- _Exercise prompt_
Could you print everything from the line containing "Locate the brick building" down to the end of the rows below, unchanged?

- _Stored dataset items_
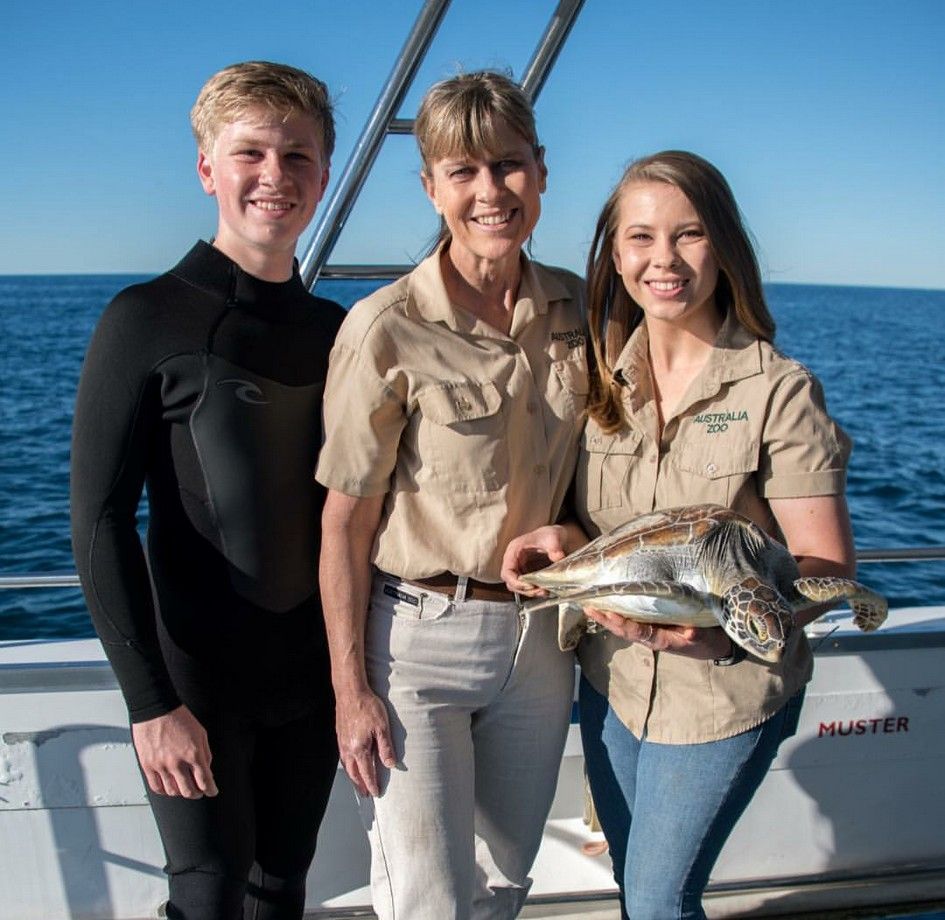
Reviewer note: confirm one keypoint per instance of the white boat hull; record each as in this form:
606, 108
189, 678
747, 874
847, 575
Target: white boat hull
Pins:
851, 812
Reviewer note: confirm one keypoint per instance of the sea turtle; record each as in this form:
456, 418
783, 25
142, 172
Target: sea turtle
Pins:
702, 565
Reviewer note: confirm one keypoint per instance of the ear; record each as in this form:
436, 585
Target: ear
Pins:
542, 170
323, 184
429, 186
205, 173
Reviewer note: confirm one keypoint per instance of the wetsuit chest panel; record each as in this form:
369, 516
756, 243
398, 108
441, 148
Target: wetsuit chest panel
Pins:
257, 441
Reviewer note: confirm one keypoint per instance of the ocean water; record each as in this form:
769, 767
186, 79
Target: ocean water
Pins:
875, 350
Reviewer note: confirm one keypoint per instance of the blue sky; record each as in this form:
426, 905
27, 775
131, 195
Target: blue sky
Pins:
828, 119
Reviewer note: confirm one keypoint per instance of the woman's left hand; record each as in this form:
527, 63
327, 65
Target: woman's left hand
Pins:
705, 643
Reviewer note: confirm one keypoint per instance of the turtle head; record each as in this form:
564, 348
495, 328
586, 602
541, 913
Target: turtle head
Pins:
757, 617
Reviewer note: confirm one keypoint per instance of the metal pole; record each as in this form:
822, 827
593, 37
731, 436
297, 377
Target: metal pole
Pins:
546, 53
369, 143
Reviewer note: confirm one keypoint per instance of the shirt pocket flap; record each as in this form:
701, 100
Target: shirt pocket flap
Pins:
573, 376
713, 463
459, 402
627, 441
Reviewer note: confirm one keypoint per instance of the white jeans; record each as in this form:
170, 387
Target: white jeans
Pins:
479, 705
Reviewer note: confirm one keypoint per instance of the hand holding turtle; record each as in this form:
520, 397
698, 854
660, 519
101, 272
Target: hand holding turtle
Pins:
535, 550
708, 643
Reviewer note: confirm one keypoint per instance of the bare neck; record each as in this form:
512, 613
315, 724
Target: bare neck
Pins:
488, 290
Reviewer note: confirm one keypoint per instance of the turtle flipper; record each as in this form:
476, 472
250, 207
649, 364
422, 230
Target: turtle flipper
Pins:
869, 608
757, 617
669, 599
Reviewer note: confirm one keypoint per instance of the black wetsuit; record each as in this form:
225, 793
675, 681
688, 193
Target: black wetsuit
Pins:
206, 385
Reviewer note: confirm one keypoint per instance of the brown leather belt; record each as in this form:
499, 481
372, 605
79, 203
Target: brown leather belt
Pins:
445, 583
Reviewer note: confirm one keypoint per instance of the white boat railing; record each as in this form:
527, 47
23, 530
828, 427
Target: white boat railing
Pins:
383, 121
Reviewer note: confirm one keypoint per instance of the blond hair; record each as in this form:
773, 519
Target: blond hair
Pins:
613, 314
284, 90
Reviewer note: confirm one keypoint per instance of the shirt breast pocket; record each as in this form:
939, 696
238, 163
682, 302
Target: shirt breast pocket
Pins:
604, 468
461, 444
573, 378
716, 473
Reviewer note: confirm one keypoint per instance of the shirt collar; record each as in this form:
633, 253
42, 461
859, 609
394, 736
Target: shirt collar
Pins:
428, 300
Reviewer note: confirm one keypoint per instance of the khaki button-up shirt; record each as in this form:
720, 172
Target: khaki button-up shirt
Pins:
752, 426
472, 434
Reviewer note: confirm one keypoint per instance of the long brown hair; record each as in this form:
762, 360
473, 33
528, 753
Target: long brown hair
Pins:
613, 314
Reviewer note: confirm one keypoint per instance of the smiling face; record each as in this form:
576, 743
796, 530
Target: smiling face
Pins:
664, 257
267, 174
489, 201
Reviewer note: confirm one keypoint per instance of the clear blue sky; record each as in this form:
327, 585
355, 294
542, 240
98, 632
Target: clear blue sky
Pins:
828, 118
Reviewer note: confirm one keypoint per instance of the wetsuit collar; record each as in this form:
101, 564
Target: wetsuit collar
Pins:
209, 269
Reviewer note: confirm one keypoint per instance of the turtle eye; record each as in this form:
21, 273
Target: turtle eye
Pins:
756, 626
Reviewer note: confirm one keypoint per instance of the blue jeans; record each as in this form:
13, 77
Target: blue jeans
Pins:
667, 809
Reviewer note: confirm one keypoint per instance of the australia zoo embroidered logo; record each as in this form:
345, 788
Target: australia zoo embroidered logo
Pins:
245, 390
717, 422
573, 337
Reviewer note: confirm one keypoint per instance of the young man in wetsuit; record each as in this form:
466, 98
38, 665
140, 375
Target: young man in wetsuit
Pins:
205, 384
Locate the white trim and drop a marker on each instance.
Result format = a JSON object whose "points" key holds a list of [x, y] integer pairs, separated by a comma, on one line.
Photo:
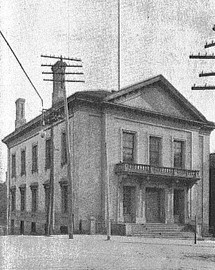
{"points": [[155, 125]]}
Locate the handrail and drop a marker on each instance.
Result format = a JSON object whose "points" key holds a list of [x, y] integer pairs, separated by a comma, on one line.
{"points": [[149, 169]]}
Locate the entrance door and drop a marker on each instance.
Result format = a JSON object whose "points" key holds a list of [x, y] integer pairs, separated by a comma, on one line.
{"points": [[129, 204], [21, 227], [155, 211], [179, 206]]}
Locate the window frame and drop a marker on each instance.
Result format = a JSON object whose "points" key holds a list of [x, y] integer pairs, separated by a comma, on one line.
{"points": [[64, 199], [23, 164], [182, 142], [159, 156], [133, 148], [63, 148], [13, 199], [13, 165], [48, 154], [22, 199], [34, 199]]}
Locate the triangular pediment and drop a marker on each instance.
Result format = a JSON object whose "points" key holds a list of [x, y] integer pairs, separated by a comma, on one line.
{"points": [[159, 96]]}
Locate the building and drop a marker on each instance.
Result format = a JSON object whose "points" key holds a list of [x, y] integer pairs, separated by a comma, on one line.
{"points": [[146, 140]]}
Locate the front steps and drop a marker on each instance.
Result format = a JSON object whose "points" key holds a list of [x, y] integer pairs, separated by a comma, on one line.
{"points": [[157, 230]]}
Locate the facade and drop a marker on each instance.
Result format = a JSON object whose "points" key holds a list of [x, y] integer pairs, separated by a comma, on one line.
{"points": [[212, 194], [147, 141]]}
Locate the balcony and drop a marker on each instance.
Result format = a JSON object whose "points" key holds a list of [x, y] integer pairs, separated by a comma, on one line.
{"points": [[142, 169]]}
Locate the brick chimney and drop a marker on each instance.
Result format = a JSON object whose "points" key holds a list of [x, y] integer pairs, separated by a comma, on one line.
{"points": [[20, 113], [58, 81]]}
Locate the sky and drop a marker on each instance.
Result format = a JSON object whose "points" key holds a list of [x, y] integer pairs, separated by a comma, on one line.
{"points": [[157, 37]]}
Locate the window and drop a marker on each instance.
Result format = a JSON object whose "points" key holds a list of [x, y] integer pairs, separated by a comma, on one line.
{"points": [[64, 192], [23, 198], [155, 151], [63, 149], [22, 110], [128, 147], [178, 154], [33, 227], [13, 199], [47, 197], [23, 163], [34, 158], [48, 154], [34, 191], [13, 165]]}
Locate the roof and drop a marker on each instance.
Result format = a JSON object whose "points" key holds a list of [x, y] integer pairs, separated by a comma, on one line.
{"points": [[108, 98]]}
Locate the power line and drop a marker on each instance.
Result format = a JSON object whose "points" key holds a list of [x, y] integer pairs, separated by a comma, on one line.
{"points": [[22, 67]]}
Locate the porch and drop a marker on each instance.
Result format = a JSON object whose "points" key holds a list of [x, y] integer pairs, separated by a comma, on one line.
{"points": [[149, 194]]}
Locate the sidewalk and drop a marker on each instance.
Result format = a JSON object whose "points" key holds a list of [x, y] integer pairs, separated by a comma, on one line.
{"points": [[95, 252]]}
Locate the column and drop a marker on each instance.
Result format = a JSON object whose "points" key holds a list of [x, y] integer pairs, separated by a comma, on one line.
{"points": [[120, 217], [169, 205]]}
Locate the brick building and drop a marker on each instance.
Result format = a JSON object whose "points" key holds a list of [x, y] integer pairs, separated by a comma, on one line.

- _Result of the exercise_
Locate the brick building and drop a marker on each instance.
Result format = a JSON object whose "points" key holds a list of [x, y] integer pairs, separated by a comma, on one line.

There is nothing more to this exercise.